As frases maravilhosas


Alguns escritores têm a sensacional capacidade de abrirem seus textos com frases maravilhosas. Às vezes, até no título! Eu lembro de três livros que eu li exclusivamente por causa do título. “Sonho de uma noite de verão” foi a primeira peça de Shakespeare que li. É boa (não considero das suas melhores), mas o título... Só ele para mim já vale, desperta tanta coisa, traz e cria tantas memórias e sensações em mim... eu fico fascinado de alguém conseguir inventar um título desses.

O outro, foi “A insustentável leveza do ser”, de Milan Kundera. O nome é lindo também, mas me gerou mais curiosidade de entender, e com o ar mais poético e misterioso. O livro é fantástico! E “explica”, de certa forma, o título: há toda uma construção sobre o peso, que geralmente vemos como algo ruim, e a leveza, que geralmente vemos como algo bom. Um exemplo que lembro, pois achei uma das passagens mais belas, é quando uma das protagonistas termina seu caso amoroso por vontade própria e fica se sentindo mal com isso. Por quê? Ele não insistiu, não a perseguiu, deixou-a livre. Aí há uma reflexão sobre as duas medidas não serem como normalmente podemos pensar: a leveza que nos faz tirar os pés do chão (da realidade) pode não ser muito boa; já o peso do amante sobre o próprio corpo pode ser algo fabuloso. Ou seja, relativiza a visão das coisas, o bom ou ruim é dependente do contexto. Enfim, como seu (agora ex) amante não estava causando nenhum estorvo em sua vida, chega-se à conclusão: seu problema não era de peso, era de leveza, ela estava enfrentando a insustentável leveza do ser. Nunca esqueci disso, de tão lindo que achei.

++++

Para fazer:
Responda com base no texto sobre frases maravilhosas acima:
1. Qual foi a primeira peça de Shakespeare lida por quem escreve?
2. De quem é o livro "A insustentável leveza do ser"?
3. Como geralmente vemos o peso, segundo o texto?

Dados fornecidos:
++++

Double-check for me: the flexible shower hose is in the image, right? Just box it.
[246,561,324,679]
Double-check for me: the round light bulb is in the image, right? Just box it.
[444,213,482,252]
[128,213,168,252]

++++

Tarefa feita:
1. "Sonho de uma noite de verão".
2. De Milan Kundera.
3. Como algo ruim.